PROMPT.
Write out every one of the rows below word for word, with nothing changed.

::: DATA RECORDS :::

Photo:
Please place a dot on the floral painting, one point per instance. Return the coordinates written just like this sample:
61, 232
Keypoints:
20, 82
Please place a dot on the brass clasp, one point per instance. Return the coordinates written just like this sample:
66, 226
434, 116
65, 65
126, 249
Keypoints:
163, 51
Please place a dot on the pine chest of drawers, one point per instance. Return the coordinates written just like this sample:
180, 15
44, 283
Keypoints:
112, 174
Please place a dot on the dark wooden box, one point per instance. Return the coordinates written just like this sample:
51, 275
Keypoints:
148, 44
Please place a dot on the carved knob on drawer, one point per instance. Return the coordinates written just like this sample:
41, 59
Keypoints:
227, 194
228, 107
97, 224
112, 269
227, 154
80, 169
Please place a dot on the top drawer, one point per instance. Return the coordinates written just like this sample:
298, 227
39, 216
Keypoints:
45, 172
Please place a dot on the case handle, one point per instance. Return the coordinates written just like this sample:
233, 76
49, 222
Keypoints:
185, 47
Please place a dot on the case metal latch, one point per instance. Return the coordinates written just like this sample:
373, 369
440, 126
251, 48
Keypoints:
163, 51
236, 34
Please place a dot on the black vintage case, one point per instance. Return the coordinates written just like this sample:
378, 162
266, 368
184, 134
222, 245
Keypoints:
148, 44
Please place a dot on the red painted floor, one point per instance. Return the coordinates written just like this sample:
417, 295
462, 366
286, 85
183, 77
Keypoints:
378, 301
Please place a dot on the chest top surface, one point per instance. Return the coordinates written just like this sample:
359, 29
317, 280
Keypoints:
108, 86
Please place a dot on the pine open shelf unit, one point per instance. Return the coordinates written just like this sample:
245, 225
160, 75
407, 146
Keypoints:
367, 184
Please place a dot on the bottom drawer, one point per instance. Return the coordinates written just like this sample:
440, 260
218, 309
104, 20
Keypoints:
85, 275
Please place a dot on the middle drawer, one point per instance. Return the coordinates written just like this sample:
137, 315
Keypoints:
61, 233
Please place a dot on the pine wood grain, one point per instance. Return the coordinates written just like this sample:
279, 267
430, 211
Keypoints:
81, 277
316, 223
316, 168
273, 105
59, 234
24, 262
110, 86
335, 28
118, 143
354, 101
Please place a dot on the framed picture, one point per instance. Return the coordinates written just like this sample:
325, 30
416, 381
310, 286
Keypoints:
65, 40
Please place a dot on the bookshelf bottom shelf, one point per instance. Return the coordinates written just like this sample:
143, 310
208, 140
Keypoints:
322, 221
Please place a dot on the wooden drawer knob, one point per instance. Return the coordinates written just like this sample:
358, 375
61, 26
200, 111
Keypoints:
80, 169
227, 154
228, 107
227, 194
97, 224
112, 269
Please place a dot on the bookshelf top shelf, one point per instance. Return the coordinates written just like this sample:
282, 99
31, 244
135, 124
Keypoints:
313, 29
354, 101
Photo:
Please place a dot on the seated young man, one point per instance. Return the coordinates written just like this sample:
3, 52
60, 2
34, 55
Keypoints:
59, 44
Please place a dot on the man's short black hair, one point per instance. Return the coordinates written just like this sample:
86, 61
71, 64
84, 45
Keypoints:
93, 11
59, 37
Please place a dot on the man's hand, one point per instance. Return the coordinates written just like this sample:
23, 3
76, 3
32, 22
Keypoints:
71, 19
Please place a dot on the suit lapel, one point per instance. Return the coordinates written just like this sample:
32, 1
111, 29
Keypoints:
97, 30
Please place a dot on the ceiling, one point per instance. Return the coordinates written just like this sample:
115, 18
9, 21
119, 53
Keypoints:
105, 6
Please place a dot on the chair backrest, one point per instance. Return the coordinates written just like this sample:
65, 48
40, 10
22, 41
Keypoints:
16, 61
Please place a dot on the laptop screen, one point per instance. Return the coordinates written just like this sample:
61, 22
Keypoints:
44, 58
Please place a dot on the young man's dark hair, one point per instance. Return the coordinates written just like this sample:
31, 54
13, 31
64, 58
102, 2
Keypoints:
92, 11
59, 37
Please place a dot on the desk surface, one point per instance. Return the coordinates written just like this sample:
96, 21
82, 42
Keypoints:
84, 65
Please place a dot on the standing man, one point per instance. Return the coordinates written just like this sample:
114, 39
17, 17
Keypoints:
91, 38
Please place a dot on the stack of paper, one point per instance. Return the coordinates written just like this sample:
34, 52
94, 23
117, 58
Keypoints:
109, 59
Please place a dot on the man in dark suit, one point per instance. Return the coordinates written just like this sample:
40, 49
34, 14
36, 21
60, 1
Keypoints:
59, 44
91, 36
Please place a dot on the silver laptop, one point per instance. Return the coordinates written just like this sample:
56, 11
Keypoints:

:::

COMPLETE ANSWER.
Photo:
Please place a dot on the floral painting, one point per instance. Return the coordinates written just like this sample:
61, 232
Keypoints:
20, 82
Please place a dot on the brass clasp, one point per instance. Return the coordinates written just like this sample:
66, 226
434, 116
65, 65
126, 249
Keypoints:
163, 51
Please place a dot on the pine chest of drawers, one point per instance. Return the coordinates written just like this sample:
180, 15
44, 283
Keypoints:
112, 174
Please place a dot on the dark wooden box, one point per instance. Return the coordinates written just like this sample:
51, 275
Keypoints:
148, 44
Please place a dot on the carved knob on drawer, one point per instance. Return the coordinates written just like this sample:
41, 59
Keypoints:
227, 194
228, 107
97, 224
112, 269
227, 154
80, 169
Please place a dot on the top drawer, one point per instance. Return the coordinates written just like this sample:
298, 227
39, 216
Keypoints:
45, 172
Please place a dot on the case handle, one point per instance. Return the coordinates written just like this sample:
233, 76
49, 222
Keypoints:
185, 47
Please place a dot on the case metal latch, one point per instance. Return the coordinates written just like this sample:
373, 369
440, 126
251, 48
Keypoints:
163, 51
236, 34
Please place a dot on the black vintage case, one point per instance. Return the coordinates written just like this sample:
378, 162
266, 368
184, 134
222, 245
Keypoints:
148, 44
Please place a dot on the red painted floor, one point per instance. Return the coordinates written just like this sample:
417, 295
462, 366
286, 85
183, 77
Keypoints:
378, 301
Please place a dot on the chest top surface, one point per instance. Return the coordinates written just like this sample:
359, 29
317, 280
Keypoints:
108, 86
Please place a dot on the pine open shelf unit, one point per instance. Return the coordinates written just like this sample:
245, 225
160, 75
407, 146
Keypoints:
367, 184
Please place a dot on the bottom drawer, one point per instance. Return the coordinates written just like this sample:
440, 260
218, 309
104, 20
Keypoints:
85, 275
Please place a dot on the middle drawer, one point per instance. Return the coordinates written just like this sample:
137, 315
Keypoints:
61, 233
Please place a dot on the pine wood grain, one point per instance. Return the coordinates written just like this sample:
279, 267
430, 211
Keypoints:
81, 277
316, 223
316, 168
273, 105
59, 234
24, 262
110, 86
335, 28
118, 143
354, 101
Please place a dot on the framed picture, one point per instance. Return the coordinates written just like this sample:
325, 30
416, 381
310, 286
Keypoints:
65, 40
Please place a dot on the bookshelf bottom shelf, one point per instance. Return the coordinates written just like this sample:
143, 310
208, 140
Keypoints:
322, 221
Please place a dot on the wooden drawer knob, one point per instance. Return the coordinates written just like this sample:
358, 375
61, 26
200, 111
Keypoints:
80, 169
227, 154
228, 107
227, 194
97, 224
112, 269
Please place a dot on the bookshelf top shelf, one point per instance. Return the coordinates written just like this sample:
282, 99
31, 244
135, 124
Keypoints:
313, 29
354, 101
Photo:
Please place a dot on the seated young man, one point per instance. Return the coordinates written just like this sample:
3, 52
60, 2
34, 55
Keypoints:
59, 44
Please place a dot on the man's short black hair, one point per instance. Return the coordinates written just like this sample:
86, 61
71, 64
84, 45
Keypoints:
93, 11
59, 37
Please place a dot on the man's hand, one point per instance. Return the coordinates written just like this sample:
23, 3
76, 3
32, 22
Keypoints:
71, 19
Please place a dot on the suit lapel, one point per instance. Return the coordinates written just like this sample:
32, 1
111, 29
Keypoints:
97, 30
Please place a dot on the ceiling, one point per instance. Return the coordinates written just like this sample:
115, 18
9, 21
119, 53
Keypoints:
105, 6
Please place a dot on the chair backrest, one point per instance. Return the coordinates written just like this sample:
65, 48
40, 10
22, 41
Keypoints:
16, 61
Please place a dot on the laptop screen, one point per instance. Return the coordinates written just like this sample:
61, 22
Keypoints:
44, 58
Please place a dot on the young man's dark hair, one point per instance. Return the coordinates written just like this sample:
31, 54
13, 31
64, 58
102, 2
Keypoints:
92, 11
59, 37
Please place a dot on the desk surface, one point per instance. Return the coordinates written just like this sample:
96, 21
82, 42
Keypoints:
84, 65
Please place a dot on the standing man, one point per instance. Return the coordinates written just like this sample:
114, 39
17, 17
Keypoints:
91, 38
Please place a dot on the stack of paper, one point per instance. Return the coordinates written just like this sample:
34, 52
94, 23
117, 58
Keypoints:
109, 59
Please place a dot on the man in dark suit, one point per instance. Return the coordinates written just like this sample:
40, 49
34, 14
36, 21
60, 1
Keypoints:
59, 44
91, 36
Please place a dot on the silver laptop, one point per instance. Return the coordinates written just like this sample:
56, 11
Keypoints:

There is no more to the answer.